What is asked |
Please retype the data below word for word, starting at the line that contains "lawn visible in the camera view above." and stopping after the line that contains "[15,19,22,31]".

■ ■ ■ ■

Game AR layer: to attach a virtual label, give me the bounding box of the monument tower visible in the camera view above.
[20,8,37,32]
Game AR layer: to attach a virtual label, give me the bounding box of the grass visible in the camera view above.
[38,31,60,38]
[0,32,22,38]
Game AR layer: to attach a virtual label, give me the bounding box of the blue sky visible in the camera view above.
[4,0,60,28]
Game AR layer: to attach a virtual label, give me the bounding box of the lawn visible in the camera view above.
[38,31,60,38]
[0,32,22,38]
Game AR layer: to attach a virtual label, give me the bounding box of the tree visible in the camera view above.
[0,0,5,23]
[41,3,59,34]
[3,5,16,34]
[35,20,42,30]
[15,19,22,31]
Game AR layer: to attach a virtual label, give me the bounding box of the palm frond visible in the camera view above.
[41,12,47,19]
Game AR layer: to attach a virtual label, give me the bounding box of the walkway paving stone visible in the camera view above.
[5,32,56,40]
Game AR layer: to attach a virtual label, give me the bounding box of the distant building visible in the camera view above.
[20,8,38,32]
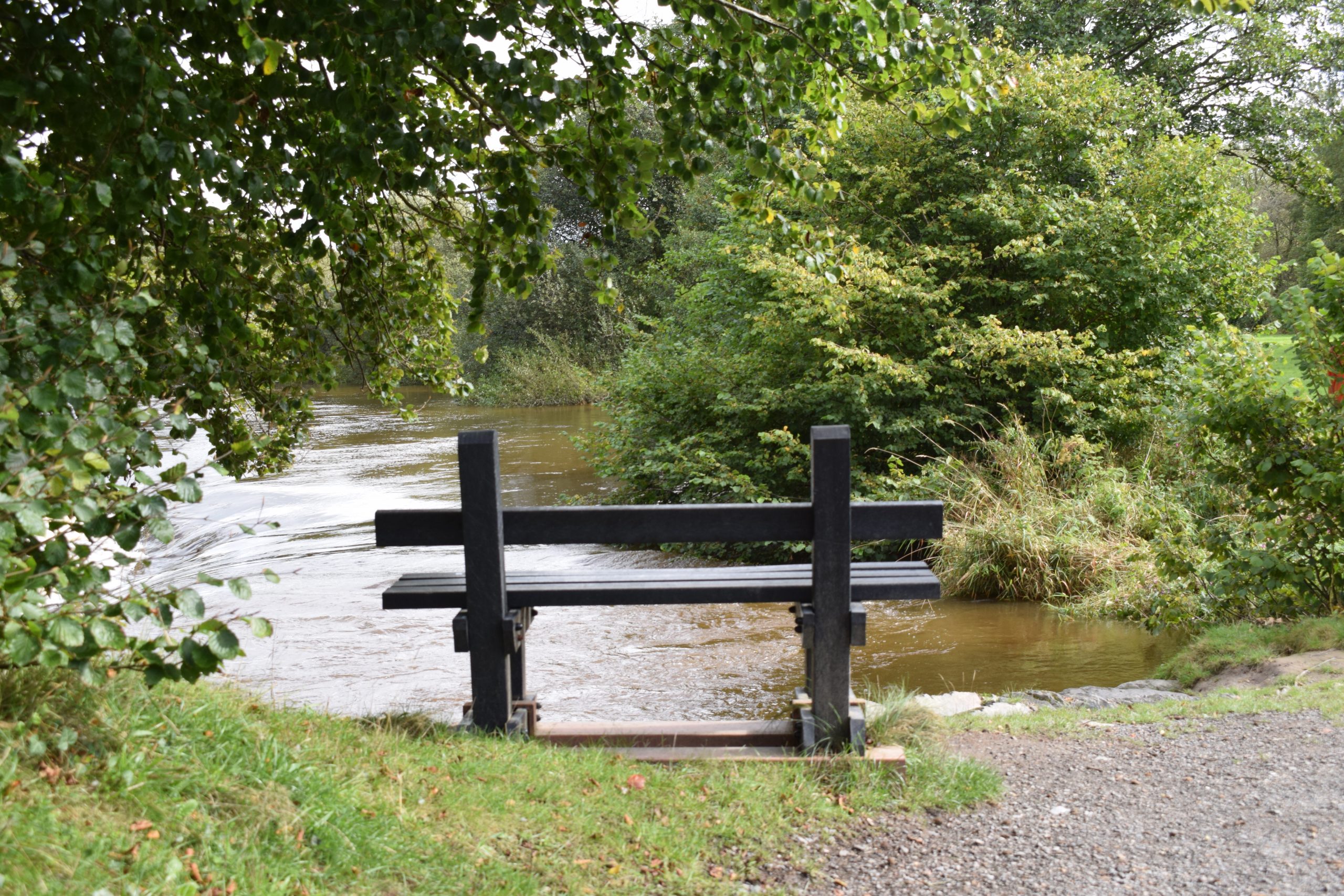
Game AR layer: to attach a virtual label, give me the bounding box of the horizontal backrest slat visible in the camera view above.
[374,501,942,548]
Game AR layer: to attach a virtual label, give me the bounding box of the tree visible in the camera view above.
[948,0,1344,199]
[1159,240,1344,618]
[589,58,1273,518]
[0,0,993,680]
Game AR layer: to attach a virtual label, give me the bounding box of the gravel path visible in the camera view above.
[775,712,1344,896]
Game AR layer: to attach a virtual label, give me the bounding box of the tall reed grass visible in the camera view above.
[917,420,1162,615]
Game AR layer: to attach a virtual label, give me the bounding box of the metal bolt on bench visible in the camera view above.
[374,426,942,755]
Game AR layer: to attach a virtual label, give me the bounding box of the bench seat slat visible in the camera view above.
[394,568,929,587]
[383,563,941,610]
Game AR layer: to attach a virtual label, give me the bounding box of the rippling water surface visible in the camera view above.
[142,389,1178,720]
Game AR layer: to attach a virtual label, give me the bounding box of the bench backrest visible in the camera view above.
[374,426,942,750]
[374,501,942,548]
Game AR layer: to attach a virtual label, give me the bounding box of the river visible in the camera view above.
[148,389,1179,721]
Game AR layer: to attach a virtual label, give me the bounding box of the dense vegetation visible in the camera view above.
[0,0,996,680]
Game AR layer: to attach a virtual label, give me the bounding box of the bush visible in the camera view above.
[1159,235,1344,618]
[912,420,1148,602]
[892,419,1203,627]
[470,334,605,407]
[586,59,1267,515]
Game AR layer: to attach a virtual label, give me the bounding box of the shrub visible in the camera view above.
[1159,235,1344,617]
[586,59,1267,515]
[472,333,605,407]
[894,419,1202,619]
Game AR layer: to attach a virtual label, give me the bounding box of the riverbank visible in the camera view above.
[0,627,1344,896]
[768,698,1344,896]
[766,619,1344,896]
[0,673,999,896]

■ ■ ■ ■

Problem solution |
Game AR layer: to attach a virtual label, give me the bounding box of the lawn visible in the camera view above.
[38,31,60,38]
[0,32,22,38]
Game AR layer: to attach a virtual label, give me the bounding box of the tree visible in the camera view above.
[0,0,5,23]
[41,3,59,34]
[3,5,16,34]
[35,20,42,30]
[15,19,22,31]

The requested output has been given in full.